- [Recorded information]
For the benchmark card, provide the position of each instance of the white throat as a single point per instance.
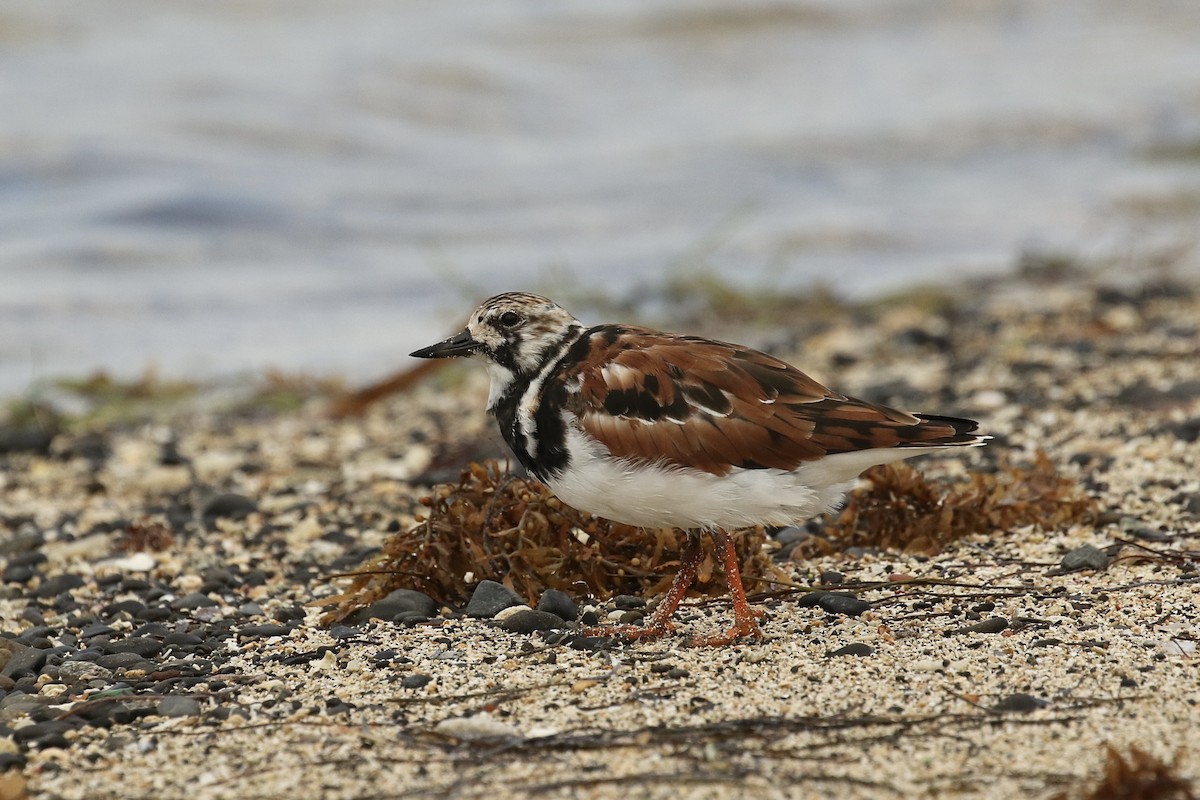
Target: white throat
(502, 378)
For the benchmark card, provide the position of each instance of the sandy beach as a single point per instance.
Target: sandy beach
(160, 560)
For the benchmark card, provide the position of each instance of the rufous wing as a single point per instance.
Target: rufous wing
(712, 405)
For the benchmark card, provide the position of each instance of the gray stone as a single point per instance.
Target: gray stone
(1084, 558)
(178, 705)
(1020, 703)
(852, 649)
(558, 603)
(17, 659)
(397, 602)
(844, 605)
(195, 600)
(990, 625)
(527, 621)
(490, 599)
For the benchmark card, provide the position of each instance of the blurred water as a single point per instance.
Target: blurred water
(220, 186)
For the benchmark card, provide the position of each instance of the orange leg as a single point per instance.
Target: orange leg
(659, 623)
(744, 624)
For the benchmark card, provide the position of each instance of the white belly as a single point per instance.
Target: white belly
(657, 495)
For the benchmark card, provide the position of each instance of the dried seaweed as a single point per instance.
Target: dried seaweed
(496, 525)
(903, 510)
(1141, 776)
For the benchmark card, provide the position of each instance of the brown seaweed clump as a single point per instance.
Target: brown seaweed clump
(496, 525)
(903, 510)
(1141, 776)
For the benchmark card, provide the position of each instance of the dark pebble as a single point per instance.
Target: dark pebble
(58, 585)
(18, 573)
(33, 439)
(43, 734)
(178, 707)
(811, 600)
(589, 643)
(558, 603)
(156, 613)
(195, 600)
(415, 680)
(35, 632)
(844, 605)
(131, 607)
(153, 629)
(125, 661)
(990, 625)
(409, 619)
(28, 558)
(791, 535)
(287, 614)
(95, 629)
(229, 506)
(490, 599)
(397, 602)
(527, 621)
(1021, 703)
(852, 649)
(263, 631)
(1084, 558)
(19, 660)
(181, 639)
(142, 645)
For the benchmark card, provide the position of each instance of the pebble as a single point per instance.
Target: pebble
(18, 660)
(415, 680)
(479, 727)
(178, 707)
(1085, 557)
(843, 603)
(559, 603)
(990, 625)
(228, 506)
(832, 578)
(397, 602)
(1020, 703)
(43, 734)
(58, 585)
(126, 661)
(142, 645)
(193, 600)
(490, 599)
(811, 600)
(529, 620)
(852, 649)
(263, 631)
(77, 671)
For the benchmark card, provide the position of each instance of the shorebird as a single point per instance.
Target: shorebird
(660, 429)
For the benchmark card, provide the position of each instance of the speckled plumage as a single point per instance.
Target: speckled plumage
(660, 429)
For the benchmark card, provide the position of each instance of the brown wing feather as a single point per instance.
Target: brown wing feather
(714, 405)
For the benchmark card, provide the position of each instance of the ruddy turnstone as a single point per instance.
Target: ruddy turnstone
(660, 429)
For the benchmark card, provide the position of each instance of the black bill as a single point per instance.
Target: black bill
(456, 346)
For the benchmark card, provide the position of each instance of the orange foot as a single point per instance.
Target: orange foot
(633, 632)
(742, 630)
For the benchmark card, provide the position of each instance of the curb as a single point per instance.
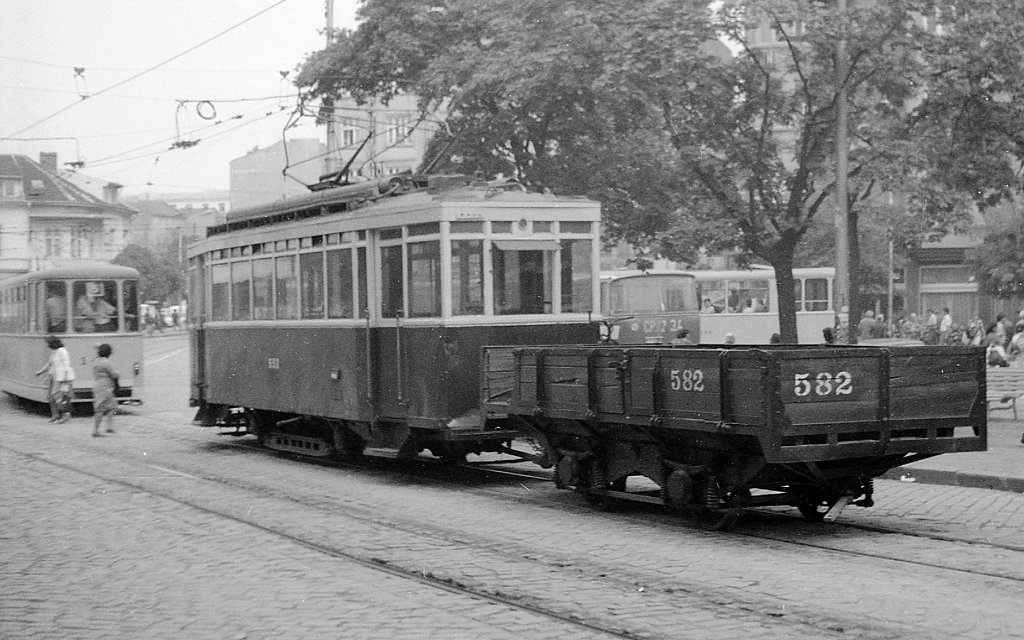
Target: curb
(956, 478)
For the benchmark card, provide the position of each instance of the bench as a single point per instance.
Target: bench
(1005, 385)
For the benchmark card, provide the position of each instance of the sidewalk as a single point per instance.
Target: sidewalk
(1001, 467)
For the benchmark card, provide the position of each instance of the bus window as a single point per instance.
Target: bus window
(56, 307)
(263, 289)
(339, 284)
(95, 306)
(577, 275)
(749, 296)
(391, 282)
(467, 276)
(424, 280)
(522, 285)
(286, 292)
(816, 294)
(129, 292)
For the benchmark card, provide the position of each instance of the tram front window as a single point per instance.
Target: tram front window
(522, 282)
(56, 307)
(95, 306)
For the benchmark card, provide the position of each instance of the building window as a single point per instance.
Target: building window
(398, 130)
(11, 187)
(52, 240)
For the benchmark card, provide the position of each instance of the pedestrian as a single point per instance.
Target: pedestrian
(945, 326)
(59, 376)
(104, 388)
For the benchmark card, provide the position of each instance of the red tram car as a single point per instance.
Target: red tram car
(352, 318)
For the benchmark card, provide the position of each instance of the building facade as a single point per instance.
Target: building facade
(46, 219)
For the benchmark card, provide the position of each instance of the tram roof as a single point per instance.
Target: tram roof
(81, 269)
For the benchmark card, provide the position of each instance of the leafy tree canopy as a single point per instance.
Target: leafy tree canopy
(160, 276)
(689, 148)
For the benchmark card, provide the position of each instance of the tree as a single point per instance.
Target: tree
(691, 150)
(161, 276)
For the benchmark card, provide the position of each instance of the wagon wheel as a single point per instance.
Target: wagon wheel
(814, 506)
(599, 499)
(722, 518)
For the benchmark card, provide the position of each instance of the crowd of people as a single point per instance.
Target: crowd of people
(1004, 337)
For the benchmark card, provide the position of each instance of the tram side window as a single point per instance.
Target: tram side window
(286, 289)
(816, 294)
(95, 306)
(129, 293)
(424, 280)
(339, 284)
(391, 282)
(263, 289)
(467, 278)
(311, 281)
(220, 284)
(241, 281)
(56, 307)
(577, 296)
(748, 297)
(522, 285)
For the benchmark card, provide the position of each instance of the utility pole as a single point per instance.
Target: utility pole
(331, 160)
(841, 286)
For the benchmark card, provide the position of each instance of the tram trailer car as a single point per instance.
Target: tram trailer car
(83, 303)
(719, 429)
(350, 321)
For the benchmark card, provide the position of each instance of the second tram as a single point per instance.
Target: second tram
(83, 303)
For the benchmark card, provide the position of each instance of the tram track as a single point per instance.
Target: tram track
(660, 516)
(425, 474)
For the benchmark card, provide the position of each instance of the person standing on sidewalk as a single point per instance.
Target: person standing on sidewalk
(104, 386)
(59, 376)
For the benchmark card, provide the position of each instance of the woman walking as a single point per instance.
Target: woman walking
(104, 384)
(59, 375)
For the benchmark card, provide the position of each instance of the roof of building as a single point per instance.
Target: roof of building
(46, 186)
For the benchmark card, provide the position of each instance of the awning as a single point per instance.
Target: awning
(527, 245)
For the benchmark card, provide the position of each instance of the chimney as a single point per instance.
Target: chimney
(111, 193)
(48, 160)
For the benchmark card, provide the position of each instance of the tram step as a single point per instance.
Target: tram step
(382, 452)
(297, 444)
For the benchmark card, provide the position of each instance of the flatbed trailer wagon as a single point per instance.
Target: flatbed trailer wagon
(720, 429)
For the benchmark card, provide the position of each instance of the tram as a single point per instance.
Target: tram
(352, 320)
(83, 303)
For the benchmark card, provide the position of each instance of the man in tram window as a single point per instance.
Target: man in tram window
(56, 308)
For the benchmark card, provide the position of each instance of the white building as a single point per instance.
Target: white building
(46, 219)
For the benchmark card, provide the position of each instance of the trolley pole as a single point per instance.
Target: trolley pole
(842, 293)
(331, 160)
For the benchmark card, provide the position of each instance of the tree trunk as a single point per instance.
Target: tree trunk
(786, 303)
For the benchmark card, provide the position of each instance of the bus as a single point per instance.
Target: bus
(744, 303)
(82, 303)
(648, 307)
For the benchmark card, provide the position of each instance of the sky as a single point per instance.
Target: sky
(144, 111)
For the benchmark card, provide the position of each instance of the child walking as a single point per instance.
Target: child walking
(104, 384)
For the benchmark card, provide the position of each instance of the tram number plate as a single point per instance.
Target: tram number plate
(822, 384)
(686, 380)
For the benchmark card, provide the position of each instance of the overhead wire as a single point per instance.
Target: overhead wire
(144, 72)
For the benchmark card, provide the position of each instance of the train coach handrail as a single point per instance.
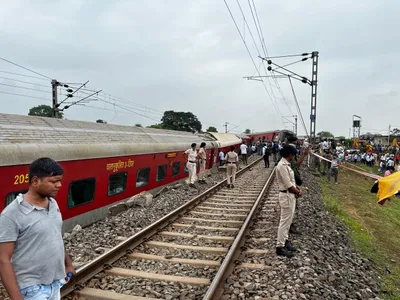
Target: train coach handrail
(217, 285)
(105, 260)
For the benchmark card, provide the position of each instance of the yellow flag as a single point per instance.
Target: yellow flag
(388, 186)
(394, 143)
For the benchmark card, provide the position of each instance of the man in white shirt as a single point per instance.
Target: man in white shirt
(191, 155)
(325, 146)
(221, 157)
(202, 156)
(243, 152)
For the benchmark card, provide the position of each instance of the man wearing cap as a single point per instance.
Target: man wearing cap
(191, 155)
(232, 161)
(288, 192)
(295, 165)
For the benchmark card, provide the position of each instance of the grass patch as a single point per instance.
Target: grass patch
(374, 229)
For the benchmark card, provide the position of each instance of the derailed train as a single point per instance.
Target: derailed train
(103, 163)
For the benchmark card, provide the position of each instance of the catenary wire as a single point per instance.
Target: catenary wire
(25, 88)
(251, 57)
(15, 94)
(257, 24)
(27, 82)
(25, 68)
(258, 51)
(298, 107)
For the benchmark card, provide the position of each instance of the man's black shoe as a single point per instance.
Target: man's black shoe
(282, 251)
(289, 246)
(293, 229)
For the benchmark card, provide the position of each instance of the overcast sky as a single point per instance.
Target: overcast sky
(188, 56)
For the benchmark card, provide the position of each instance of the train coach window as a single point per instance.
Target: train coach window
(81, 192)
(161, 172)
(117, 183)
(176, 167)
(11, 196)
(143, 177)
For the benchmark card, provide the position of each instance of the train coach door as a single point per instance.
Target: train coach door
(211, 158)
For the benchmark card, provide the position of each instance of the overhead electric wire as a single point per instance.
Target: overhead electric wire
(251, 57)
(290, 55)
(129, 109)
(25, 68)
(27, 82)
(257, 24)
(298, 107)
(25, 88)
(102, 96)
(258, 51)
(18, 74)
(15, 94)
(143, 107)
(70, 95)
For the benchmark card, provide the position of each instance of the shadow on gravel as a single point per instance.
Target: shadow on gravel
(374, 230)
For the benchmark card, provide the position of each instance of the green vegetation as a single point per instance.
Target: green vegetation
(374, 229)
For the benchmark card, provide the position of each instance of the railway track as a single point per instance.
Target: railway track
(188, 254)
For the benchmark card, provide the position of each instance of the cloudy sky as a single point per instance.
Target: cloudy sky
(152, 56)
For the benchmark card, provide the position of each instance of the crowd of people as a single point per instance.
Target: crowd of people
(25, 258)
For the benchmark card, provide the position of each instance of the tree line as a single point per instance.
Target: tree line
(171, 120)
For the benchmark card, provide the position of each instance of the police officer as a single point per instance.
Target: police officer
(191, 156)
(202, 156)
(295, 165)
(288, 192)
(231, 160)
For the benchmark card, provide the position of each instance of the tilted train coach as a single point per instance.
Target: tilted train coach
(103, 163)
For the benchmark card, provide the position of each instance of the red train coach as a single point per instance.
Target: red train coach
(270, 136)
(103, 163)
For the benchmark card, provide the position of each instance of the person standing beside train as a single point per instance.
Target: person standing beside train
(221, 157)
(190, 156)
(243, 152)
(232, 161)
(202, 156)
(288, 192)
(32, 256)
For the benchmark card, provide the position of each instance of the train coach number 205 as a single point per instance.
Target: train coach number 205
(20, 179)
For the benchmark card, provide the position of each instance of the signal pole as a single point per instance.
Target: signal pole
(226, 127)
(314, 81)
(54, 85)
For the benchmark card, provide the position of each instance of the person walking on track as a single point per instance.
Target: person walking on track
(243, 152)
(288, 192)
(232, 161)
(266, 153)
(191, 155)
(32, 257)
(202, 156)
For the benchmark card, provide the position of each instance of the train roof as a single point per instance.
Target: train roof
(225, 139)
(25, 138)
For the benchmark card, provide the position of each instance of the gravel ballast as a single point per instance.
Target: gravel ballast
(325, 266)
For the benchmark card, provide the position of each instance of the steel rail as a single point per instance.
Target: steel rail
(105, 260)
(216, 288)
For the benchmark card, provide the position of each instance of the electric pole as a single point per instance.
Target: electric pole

- [Problem statement] Repeat exactly the lines starting at the line with "line as a single point per instance." and ending with the final line of the entries. Include nothing else.

- [In response]
For the benchmark card, provide the position of each instance of the tree line as a single point per instance.
Target: tree line
(171, 120)
For the benchmark card, provide the position of each instance of the police officer as a single point per instance.
Target: police officer
(191, 156)
(202, 156)
(295, 165)
(288, 192)
(231, 160)
For the benchmark card, provide the position of each instance of the tilted train coach as a single point per instance.
Target: tilted train coach
(103, 163)
For the benchmark card, provide the position of each instance of the red train coach as a single point per instance.
Target: red train coach
(270, 136)
(103, 163)
For the benchmark card, provide the position of each instance of the person standing beside train as a single point per instance.
Target: person standing beside train
(221, 157)
(190, 156)
(243, 152)
(232, 161)
(202, 156)
(288, 192)
(32, 256)
For the benchmark card, provide the position of each instance of the train coach number 205 as a single point per instance.
Target: train coach number 205
(20, 179)
For the benchmark card, provide the position of each instance of the signal pole as a single point per instance.
Target: signal pole
(226, 127)
(314, 81)
(54, 85)
For the benchmark card, provide the position of each instance of the person walking on track as a single point per instance.
Target: person walking on track
(243, 152)
(288, 192)
(232, 161)
(266, 153)
(191, 155)
(32, 257)
(202, 156)
For the benchmark card, provide the position of each instance of the train roof as a single point per instance.
Target: train roof
(225, 139)
(25, 138)
For the benchmark card, provide the position of each instance of the gravel ballast as a single point per instance.
Target: gravel ballast
(325, 266)
For the benchmark card, provide the position of each instance of the steel rail as a single point per instance.
Target: steel rail
(105, 260)
(216, 288)
For the benchmark card, provide the position of each instance of the electric pole as a single point per instance.
Target: electric pole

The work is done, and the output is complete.